- **WORK TO DO**
Change every "tight bounding box" to "minimal bounding box" in the rows, starting with the line that contains "QA step — confirm grassy" and going on through the end of the rows. Give back only those lines, with nothing else altered.

======== ENTRIES SUPPLIED ========

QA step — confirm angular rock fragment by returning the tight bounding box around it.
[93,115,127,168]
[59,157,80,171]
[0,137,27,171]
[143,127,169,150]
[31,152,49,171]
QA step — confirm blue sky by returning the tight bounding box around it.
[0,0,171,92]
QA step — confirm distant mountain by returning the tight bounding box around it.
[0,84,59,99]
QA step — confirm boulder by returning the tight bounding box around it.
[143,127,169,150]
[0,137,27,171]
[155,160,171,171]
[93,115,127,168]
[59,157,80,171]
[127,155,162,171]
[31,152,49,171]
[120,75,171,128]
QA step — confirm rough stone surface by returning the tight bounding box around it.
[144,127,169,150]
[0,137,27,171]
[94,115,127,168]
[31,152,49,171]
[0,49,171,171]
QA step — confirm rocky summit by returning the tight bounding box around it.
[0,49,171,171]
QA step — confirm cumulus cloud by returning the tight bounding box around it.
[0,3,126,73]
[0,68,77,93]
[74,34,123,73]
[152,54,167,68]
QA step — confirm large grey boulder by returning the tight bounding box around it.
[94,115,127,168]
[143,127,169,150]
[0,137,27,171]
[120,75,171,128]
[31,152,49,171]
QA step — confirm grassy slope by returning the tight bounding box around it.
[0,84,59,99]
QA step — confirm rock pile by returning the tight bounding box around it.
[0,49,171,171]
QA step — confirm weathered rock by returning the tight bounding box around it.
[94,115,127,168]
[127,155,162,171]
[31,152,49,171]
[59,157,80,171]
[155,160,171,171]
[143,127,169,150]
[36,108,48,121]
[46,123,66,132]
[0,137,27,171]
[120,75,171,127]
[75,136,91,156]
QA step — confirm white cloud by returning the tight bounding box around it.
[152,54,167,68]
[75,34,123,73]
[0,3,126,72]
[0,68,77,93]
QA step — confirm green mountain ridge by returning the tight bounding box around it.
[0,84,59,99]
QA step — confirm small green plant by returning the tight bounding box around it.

========

- **RESPONSE**
QA step — confirm grassy slope by returning the minimal bounding box around it.
[0,84,59,99]
QA step — confirm rock pile by returning the minimal bounding box around it.
[0,49,171,171]
QA step — confirm weathered rock by returning the minimal bounding box around it.
[94,115,127,168]
[127,155,162,171]
[31,152,49,171]
[59,157,80,171]
[155,160,171,171]
[143,127,169,150]
[36,108,48,121]
[46,123,66,132]
[0,137,27,171]
[120,75,171,127]
[75,136,91,156]
QA step — confirm white cloud by returning the minimal bounding box around it.
[152,54,167,68]
[75,34,123,73]
[0,3,126,72]
[0,68,77,93]
QA step — confirm green mountain ridge by returning the minimal bounding box around it.
[0,84,59,99]
QA step — confirm small green plant by returning the minimal bounding box around it.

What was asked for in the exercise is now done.